=== Begin Enclosure ===

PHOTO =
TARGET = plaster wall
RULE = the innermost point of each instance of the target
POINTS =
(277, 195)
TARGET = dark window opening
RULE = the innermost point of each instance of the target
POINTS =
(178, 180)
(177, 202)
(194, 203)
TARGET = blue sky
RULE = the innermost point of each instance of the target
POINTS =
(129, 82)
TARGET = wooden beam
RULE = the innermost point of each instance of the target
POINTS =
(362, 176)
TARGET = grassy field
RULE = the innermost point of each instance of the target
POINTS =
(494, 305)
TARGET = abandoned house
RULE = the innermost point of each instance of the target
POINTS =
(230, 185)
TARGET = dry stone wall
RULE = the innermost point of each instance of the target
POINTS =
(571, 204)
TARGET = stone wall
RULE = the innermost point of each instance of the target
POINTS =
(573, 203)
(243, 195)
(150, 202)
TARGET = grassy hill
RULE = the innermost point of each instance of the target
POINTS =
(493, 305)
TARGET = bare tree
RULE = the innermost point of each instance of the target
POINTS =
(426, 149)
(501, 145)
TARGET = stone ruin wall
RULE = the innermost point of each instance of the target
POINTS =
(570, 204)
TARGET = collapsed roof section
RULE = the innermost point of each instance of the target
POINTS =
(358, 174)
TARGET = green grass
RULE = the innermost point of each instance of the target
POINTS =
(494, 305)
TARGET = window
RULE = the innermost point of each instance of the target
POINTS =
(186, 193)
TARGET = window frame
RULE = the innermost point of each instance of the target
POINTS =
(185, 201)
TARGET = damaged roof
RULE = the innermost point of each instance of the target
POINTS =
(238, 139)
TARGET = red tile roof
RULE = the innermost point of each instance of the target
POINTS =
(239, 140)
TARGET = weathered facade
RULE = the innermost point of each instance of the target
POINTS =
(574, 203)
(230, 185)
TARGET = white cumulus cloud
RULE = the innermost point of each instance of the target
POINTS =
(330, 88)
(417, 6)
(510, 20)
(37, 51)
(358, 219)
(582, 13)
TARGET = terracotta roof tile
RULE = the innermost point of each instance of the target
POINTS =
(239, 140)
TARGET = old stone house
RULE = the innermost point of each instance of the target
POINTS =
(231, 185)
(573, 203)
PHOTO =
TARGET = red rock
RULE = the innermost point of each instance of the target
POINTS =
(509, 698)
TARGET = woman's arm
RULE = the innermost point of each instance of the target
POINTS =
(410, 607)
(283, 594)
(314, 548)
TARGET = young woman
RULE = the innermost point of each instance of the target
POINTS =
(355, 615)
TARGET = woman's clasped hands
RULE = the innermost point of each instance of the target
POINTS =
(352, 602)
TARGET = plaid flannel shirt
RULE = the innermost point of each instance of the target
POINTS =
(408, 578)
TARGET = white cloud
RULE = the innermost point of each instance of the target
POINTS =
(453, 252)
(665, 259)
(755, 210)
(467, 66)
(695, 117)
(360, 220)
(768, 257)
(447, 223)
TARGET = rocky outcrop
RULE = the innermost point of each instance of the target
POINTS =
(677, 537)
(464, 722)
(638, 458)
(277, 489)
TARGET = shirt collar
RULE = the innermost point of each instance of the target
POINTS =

=== End Enclosure ===

▸ **Your instructions**: Give the listing again, exactly as it was written.

▸ **Response to this exercise**:
PHOTO =
TARGET = plaster wall
RULE = the innermost point of each instance of the target
POINTS =
(277, 195)
TARGET = dark window opening
RULE = the innermost point of each instance of the target
POINTS =
(178, 180)
(177, 202)
(194, 203)
TARGET = blue sky
RULE = the innermost point of each instance of the target
POINTS =
(129, 82)
TARGET = wooden beam
RULE = the innermost point of each instance of the target
POINTS =
(362, 176)
TARGET = grassy field
RULE = the innermost point of each instance of the target
POINTS =
(494, 305)
TARGET = abandoned house
RULE = the innermost point of each instance of the target
POINTS =
(230, 185)
TARGET = dry stone wall
RULE = the innermost point of each instance of the target
POINTS =
(571, 204)
TARGET = stone wall
RULE = the innermost point of each instance of the target
POINTS =
(573, 203)
(243, 195)
(150, 202)
TARGET = grassy hill
RULE = the innermost point of each instance of the target
POINTS =
(493, 305)
TARGET = bare tree
RULE = the innermost point of each instance of the target
POINTS =
(426, 149)
(501, 145)
TARGET = stone ruin wall
RULE = the innermost point of each instance of the target
POINTS =
(570, 204)
TARGET = collapsed roof section
RULE = the innermost point of each instance of the target
POINTS =
(358, 174)
TARGET = green grass
RULE = the innermost point of each instance of the target
POINTS =
(494, 305)
TARGET = window
RULE = the innermost point of each instance of the target
POINTS =
(186, 193)
TARGET = window frame
RULE = the innermost point of each instance of the target
POINTS =
(185, 201)
TARGET = damaged roof
RULE = the innermost point of each instance of the target
POINTS =
(238, 139)
TARGET = red tile roof
RULE = the innermost point of each instance of the target
POINTS =
(239, 140)
TARGET = weathered facade
RULE = the innermost point of each instance of the target
POINTS =
(574, 203)
(230, 185)
TARGET = white cumulus cloud
RULE = the innermost point of each instance of the target
POINTS =
(330, 88)
(417, 6)
(510, 20)
(37, 51)
(358, 219)
(582, 13)
TARGET = terracotta roof tile
RULE = the innermost point of each instance of the target
POINTS =
(239, 140)
TARGET = old stone house
RULE = the innermost point of each instance of the target
POINTS =
(231, 185)
(573, 203)
PHOTO =
TARGET = red rock
RULE = the innermost point of each instance of the target
POINTS =
(509, 698)
TARGET = woman's arm
RULE = the innermost point of each instance of the target
POINTS =
(410, 607)
(283, 594)
(314, 548)
TARGET = young woman
RULE = the innermost point of each instance of the target
POINTS =
(355, 615)
TARGET = woman's clasped hands
RULE = the innermost point of each instance of the target
POINTS =
(352, 602)
TARGET = plaid flannel shirt
RULE = the innermost point of each instance of the target
POINTS =
(408, 578)
TARGET = white cloud
RULE = the innermost point of each instance of the target
POINTS =
(453, 252)
(665, 259)
(755, 210)
(467, 66)
(695, 117)
(360, 220)
(768, 257)
(447, 223)
TARGET = rocky outcrop
RULE = the innermost point of each instance of the target
POINTS =
(677, 537)
(464, 722)
(638, 458)
(277, 489)
TARGET = shirt collar
RULE = the innermost point of each instance of the target
POINTS =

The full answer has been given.